What the exercise asks: Update the lines between the line containing "of the side" and the line containing "[[435, 304], [556, 316]]", inclusive, changing every "evaluation set" to "validation set" and leaving everything else unchanged. Give only those lines.
───── Records shown
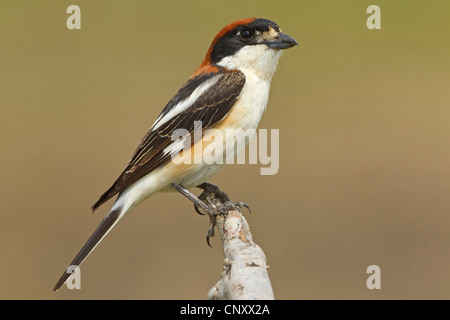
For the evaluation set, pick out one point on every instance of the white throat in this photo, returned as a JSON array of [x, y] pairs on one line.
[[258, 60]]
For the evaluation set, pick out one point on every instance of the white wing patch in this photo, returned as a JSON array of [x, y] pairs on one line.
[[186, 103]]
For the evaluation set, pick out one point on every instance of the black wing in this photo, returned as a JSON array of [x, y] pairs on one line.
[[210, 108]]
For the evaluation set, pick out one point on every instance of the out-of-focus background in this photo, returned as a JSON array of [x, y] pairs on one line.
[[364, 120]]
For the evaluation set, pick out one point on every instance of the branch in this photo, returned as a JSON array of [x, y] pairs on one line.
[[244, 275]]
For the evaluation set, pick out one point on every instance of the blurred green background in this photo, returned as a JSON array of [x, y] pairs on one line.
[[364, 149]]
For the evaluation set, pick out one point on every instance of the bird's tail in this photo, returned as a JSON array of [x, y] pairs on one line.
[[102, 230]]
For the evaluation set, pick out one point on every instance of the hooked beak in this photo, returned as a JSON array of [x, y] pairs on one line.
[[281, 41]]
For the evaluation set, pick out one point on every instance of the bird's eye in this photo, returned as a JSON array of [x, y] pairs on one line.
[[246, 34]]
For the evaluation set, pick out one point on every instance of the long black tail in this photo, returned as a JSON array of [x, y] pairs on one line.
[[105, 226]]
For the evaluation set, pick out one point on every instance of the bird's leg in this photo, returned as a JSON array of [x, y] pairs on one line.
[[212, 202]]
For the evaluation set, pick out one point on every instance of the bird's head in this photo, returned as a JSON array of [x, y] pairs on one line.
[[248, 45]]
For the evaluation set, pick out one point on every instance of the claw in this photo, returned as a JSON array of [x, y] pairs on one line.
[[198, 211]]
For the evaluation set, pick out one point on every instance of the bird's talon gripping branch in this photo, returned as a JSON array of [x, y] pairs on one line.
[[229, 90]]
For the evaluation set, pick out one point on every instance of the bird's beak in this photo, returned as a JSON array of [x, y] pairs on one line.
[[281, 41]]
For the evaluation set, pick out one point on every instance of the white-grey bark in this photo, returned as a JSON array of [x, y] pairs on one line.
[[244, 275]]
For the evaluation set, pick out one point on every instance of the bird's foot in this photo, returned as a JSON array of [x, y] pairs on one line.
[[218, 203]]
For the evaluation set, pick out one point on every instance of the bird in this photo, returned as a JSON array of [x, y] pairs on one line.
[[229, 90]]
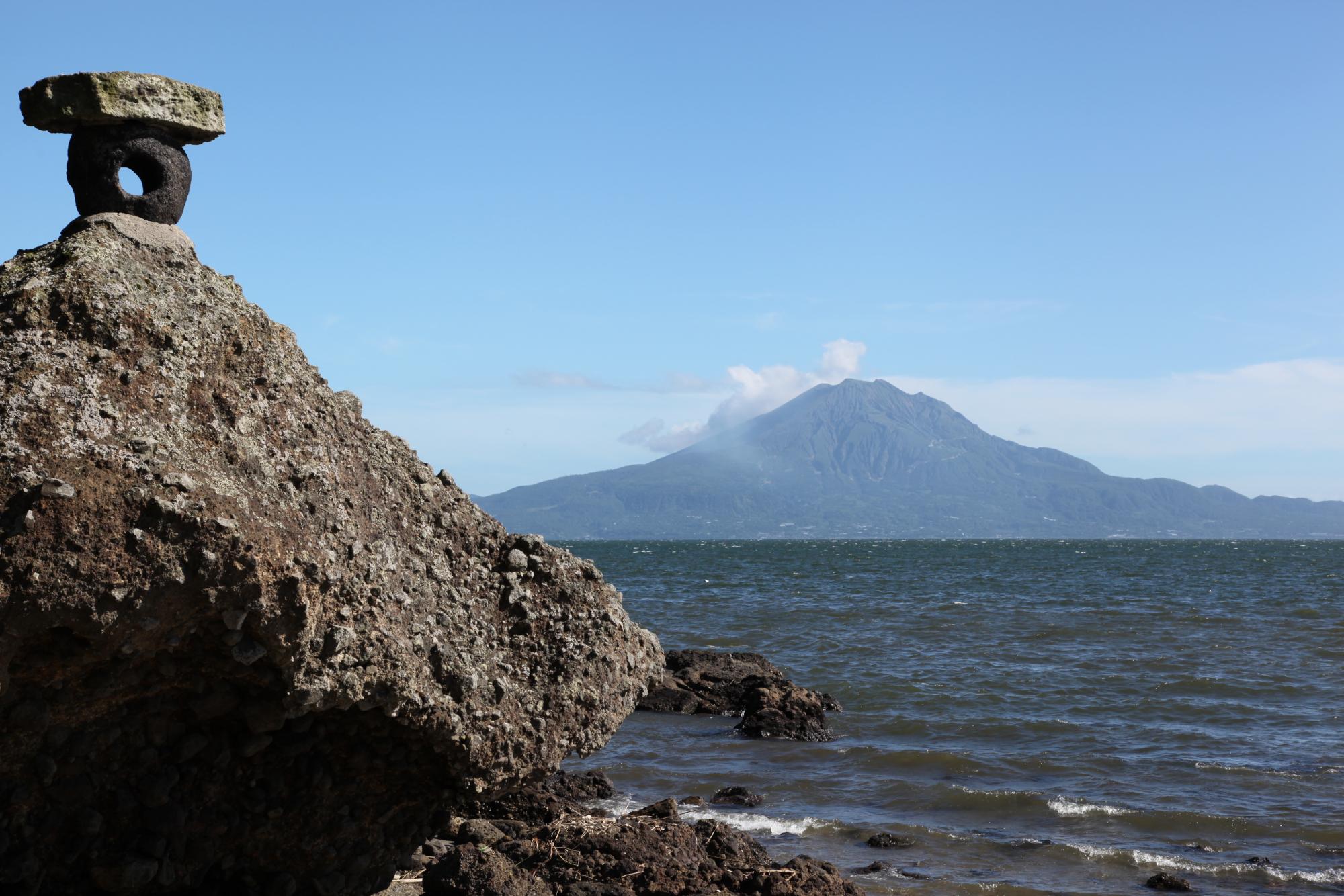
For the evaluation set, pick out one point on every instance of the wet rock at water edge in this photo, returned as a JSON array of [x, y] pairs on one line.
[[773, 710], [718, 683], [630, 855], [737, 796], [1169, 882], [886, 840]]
──────────
───── Records shown
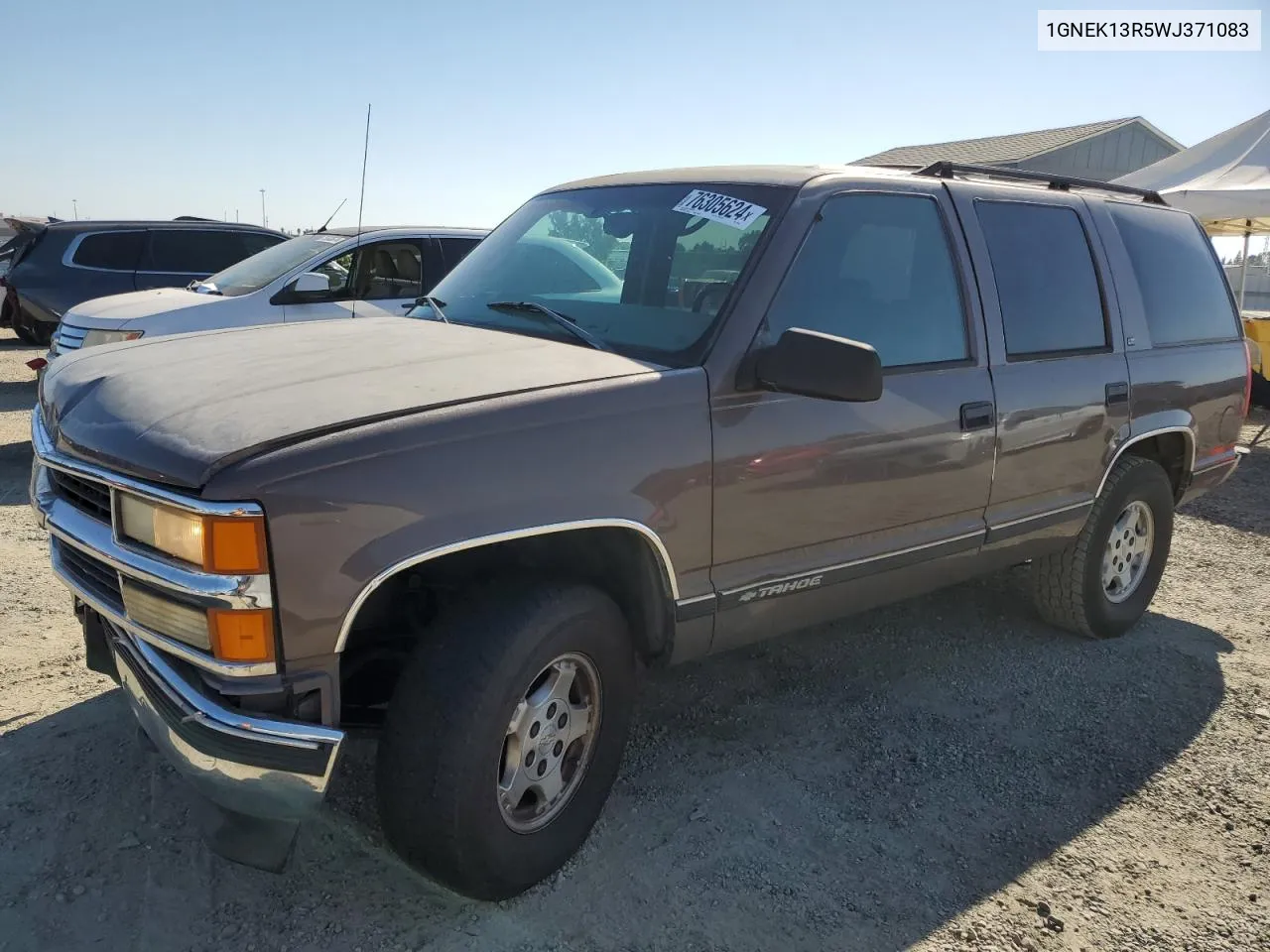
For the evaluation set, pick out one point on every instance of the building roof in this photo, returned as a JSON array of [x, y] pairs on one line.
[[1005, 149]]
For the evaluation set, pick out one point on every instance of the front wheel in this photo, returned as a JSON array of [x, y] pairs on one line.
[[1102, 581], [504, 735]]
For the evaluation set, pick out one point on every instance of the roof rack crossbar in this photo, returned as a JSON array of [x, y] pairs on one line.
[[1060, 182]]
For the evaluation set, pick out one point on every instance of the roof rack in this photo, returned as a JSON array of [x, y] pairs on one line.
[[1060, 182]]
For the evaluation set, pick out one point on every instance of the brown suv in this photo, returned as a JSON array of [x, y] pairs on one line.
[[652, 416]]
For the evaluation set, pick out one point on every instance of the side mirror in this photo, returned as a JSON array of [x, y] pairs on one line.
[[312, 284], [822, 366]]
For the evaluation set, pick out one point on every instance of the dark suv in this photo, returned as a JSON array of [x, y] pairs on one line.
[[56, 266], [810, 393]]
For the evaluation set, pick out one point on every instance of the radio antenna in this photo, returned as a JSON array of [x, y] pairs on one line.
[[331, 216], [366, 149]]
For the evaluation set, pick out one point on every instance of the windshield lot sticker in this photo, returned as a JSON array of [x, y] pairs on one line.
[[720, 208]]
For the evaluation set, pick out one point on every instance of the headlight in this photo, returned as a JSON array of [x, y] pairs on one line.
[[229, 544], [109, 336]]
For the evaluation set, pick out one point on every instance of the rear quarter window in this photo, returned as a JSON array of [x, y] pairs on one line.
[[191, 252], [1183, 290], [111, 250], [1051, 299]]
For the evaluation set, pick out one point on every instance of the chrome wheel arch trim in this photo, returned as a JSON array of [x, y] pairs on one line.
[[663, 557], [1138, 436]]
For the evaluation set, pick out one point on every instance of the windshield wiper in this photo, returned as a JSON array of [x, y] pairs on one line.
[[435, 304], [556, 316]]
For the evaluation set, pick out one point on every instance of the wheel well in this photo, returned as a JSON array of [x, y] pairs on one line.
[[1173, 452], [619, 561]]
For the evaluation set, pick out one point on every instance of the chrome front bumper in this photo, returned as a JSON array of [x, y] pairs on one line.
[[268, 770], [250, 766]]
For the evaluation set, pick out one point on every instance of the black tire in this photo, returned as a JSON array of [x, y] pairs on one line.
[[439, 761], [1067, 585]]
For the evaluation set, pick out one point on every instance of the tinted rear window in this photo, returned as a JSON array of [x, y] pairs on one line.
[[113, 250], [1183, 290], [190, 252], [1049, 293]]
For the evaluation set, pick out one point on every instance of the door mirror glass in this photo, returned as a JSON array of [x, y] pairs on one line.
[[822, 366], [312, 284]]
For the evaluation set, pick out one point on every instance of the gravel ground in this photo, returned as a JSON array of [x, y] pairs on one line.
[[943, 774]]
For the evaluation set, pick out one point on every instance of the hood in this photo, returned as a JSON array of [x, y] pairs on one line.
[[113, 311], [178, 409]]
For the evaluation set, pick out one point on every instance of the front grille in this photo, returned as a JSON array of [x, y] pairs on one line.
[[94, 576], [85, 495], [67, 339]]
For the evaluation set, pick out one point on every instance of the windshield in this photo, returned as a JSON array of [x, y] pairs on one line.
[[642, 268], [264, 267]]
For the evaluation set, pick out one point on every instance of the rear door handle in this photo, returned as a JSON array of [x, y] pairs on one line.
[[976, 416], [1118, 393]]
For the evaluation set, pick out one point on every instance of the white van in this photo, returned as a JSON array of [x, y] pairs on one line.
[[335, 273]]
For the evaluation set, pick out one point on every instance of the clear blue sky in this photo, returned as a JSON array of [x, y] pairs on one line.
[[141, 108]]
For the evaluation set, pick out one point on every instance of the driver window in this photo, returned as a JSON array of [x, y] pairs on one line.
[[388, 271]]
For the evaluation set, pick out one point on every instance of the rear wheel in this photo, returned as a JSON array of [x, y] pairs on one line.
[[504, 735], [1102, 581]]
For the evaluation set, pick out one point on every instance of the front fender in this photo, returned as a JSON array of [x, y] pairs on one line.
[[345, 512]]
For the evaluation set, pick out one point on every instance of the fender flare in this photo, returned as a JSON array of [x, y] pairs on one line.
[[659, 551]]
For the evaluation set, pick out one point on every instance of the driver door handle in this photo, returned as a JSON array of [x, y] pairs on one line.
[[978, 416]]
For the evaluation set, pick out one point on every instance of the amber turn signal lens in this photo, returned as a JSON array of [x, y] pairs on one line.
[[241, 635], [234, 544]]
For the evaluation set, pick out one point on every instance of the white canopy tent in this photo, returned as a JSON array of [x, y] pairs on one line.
──────────
───── Records shown
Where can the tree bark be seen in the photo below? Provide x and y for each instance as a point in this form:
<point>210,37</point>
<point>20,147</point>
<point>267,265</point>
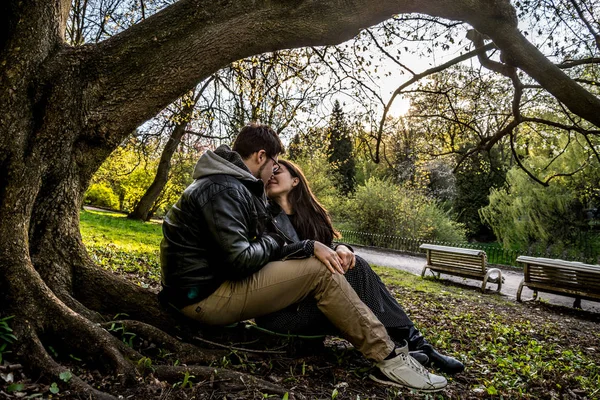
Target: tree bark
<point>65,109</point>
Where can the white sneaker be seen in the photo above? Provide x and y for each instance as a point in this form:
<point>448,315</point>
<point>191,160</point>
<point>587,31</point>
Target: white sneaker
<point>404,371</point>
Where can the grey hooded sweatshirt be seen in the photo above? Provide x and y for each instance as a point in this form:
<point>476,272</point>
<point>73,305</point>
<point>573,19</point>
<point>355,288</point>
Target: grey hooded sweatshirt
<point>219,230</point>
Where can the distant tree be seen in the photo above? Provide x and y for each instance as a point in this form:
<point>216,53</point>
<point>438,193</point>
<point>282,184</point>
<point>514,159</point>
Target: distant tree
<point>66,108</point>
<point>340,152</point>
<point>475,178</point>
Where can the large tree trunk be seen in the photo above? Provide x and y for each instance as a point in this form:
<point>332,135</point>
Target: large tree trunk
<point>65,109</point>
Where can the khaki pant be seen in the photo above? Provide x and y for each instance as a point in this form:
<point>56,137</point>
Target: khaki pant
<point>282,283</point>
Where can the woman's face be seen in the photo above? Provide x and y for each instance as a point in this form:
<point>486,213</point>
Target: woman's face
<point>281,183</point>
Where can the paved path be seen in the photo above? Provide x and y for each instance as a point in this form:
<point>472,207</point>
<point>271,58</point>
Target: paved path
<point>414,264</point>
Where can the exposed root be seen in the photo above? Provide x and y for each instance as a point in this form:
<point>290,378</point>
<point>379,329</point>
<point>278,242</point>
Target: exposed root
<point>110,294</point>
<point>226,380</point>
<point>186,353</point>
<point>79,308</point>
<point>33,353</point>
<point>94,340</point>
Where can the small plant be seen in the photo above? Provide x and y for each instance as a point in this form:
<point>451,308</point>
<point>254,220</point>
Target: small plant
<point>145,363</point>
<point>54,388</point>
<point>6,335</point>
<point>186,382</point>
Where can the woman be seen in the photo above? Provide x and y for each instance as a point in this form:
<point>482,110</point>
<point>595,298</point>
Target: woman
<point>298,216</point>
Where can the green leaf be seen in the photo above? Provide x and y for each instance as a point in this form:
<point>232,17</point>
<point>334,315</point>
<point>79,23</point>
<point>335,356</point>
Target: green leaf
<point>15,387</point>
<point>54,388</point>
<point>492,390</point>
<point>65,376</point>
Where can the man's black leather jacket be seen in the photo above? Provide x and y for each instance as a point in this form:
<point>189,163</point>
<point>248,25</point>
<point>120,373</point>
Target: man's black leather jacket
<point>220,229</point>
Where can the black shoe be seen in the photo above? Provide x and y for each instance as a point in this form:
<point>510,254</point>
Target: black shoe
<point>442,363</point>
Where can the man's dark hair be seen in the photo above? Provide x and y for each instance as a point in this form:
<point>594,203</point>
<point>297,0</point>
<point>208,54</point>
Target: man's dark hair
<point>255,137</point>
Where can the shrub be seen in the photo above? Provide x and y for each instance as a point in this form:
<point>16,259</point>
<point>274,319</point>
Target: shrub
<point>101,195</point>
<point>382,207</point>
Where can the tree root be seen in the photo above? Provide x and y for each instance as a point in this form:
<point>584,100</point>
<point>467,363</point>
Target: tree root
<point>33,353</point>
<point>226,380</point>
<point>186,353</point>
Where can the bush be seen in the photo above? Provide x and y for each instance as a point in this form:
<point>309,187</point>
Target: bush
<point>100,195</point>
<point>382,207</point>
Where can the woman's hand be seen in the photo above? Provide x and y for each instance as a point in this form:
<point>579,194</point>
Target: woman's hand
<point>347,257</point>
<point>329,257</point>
──────────
Completed task:
For the validation set, pick out one point on every instance of the side mirror in this photo, returned as a JSON array of [x, y] pairs on one line.
[[312, 284], [822, 366]]
For the validation set, pick out one point on every instance of the dark suv in this photo, returned as a JSON array of [x, y] pairs on one line.
[[56, 266], [810, 393]]
For the validation set, pick out one point on every instance of the radio antenna in this photo, returned as a JSON array of [x, y] pairs on one line.
[[331, 216], [366, 149]]
For the validation set, pick out one point on every instance of the windshield lot sticker in this photo, returned as a JSON array of [x, y] pairs on one line.
[[720, 208]]
For the validation set, pick out one point on every instance of the headlight in this photo, returned as a JSON array of [x, y] pairs on one line.
[[229, 544], [109, 336]]
For the validation set, pick out one point on every instance of the rear quarter window in this photo, returned as a JSON array of [x, y] pairs on one line.
[[191, 252], [1183, 290], [111, 250], [1051, 299]]
For the validation set, pick out one point on every instance of the chrome wheel arch trim in this photo, returned as a JSON array of [x, y] pairs on one line.
[[663, 557], [1138, 436]]
For the validation set, pick out one point on every instance of the windshield wiper in this photo, returned as a JSON array of [x, y] pairs on one line.
[[435, 304], [556, 316]]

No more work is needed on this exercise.